# Selected extract
--- start ---

Though the /jailspace/www is mounted on /jail/www/s as 'rw', non of the subdirectories of /jailspace/www are listed with `ls /jail/www/s` and the /jail/www/s remains READ-ONLY (despite 'rw' mount). 

The reason I am trying to modify /jail/www/s is that within the 'www' jail, etc is 'ln'ed to s/etc.

Hope this additional info is also helpful for some expert to understand the exact scenario.


----------



## nk (Nov 12, 2013)

bsduni said:
			
		

> The /etc/fstab:
> 
> 
> 
> ...



jail_www_rootdir in rc.conf differs from your fstab entries. The problem is there's no /etc in jail_www_rootdir.


----------



## kisscool-fr (Nov 12, 2013)

To be sure, can you show us the output of `mount`? From what you showed, you are mounting /home over /jailspace/www in /jails/www/s. Unmount it once and try to start the jail. 

`# umount /jail/www/s`
`# service jail start www`


----------



## ShelLuser (Nov 12, 2013)

Although this setup works I'd still advice to utilize jail.conf as well. Because that gives you direct access to the "jail controlling programs" such as jexec and jail. The advantage should be obvious: you can control a jail without the extra "rc.d layer" on top.

Solely based on the output I see when booting my FreeBSD server I'm convinced that using the jail command to start (or stop) your jail can provide much more detailed information as to what is going wrong than the rc.d script.


----------



## bsduni (Nov 13, 2013)

@nk:
It was a typing mistake. Both have got /jail/www.

@kisscool-fr:
Thanks a lot. Your tip helped to start the jail again. I looks like addition of a user within the jail (with the useradd command) triggered the issue.
Because the jail was there with the same configuration files during several reboots in the past, and was working fine. The only change I did lately before the problematic reboot was an addition of a new user (possibly contradicting user name with the one in the host list).

--- end ---

Stored data entries:
--- start ---

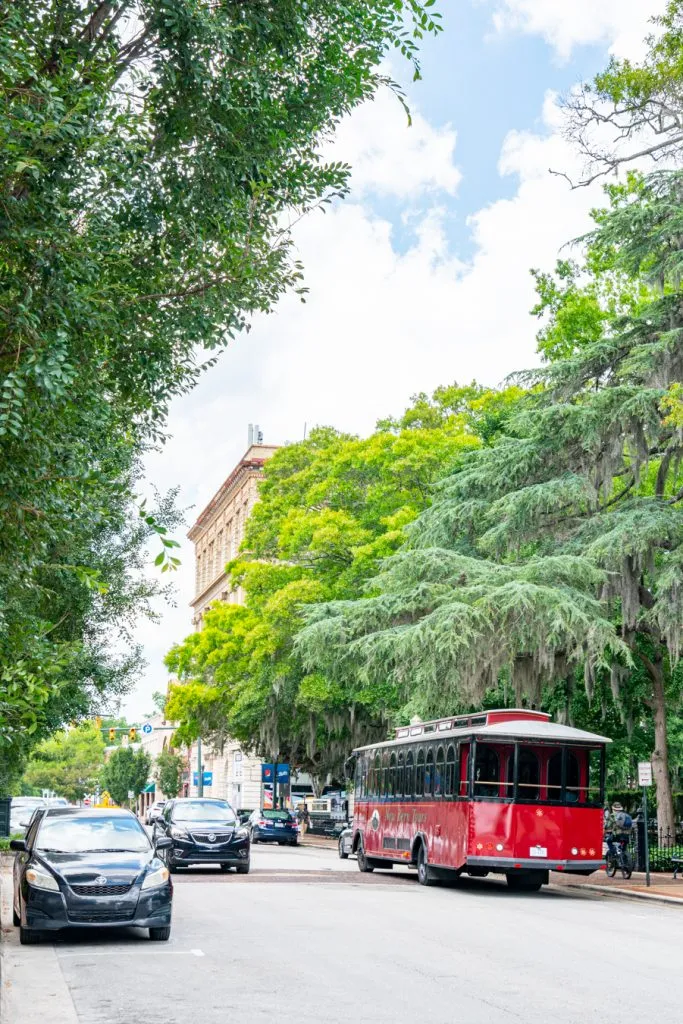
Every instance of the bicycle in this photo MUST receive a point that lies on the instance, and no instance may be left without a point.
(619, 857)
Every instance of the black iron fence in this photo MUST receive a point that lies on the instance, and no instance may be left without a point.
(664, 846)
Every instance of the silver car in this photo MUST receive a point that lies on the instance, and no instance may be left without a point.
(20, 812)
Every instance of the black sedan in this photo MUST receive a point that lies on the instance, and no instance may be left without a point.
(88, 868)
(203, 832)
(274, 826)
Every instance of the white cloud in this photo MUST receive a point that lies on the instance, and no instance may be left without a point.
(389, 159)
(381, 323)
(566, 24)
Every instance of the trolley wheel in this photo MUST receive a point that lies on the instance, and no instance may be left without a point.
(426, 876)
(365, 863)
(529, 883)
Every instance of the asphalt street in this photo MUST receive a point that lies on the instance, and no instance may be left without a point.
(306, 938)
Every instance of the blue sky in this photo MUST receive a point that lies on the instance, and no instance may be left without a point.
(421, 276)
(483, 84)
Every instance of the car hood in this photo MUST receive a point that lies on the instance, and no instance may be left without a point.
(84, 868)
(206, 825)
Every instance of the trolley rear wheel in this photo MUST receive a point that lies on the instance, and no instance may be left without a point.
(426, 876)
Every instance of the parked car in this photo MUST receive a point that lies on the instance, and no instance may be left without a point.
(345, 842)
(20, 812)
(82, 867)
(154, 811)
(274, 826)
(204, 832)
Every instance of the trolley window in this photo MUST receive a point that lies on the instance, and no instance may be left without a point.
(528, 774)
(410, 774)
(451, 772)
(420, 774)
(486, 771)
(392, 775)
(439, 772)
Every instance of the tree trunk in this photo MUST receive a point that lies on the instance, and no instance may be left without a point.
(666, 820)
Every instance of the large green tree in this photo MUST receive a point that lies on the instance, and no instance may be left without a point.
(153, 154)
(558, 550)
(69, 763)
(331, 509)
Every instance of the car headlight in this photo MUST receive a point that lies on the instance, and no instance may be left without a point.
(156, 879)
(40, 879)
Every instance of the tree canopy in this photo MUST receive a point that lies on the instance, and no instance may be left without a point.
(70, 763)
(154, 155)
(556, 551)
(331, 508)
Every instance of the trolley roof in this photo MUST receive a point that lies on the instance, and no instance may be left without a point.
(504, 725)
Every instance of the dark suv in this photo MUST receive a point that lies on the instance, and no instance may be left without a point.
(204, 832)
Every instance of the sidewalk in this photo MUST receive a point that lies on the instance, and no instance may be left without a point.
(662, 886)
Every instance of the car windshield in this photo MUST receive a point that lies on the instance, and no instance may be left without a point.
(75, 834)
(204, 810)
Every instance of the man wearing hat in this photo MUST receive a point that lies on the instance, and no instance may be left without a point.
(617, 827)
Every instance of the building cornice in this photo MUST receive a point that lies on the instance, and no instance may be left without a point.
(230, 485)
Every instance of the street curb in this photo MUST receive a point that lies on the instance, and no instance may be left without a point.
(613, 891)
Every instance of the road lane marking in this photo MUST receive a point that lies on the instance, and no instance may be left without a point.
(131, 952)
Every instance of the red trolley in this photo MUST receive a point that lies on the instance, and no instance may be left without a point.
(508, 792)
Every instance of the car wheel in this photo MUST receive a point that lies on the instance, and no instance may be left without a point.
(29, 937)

--- end ---

# The tasks
1. Condense the paragraph in the FreeBSD jail thread that begins "Although this setup works" into a short bulleted list that keeps its main facts.
2. In the FreeBSD jail thread, what was the only recent change bsduni made before the problematic reboot?
3. Pick up the FreeBSD jail thread after its last sentence and continue it.

# Answers to each task
1.
- The current setup works, but using jail.conf as well is advised.
- jail.conf gives direct access to jail controlling programs such as jexec and jail.
- This lets you control a jail without the extra rc.d layer on top.

2. Adding a new user inside the jail with the useradd command.

3.
Now I can troubleshoot it.

@ShelLuser:
Thank you for that tip. I am a newbie on FreeBSD with some Linux background, and have got a lot to learn on FreeBSD stuffs.
I am definitely going to try the jail.conf suggested.

Thank you every one.


----------



## kisscool-fr (Nov 13, 2013)

bsduni said:
			
		

> @kisscool-fr:
> Thanks a lot. Your tip helped to start the jail again. I looks like addition of a user within the jail (with the useradd command) triggered the issue.
> Because the jail was there with the same configuration files during several reboots in the past, and was working fine. The only change I did lately before the problematic reboot was an addition of a new user (possibly contradicting user name with the one in the host list).
> Now I can troubleshoot it.



I don't understand how it could work before, it is not logical. 

Can you tell what is the purpose of mounting /home to /jail/www/s? This mountpoint, I mean /jail/www/s, is the place where your changes to your jail are kept. So having it mounted in read write mode here is ok. 

But mounting your /home directory and in read mode only over /jail/www/s has no sense.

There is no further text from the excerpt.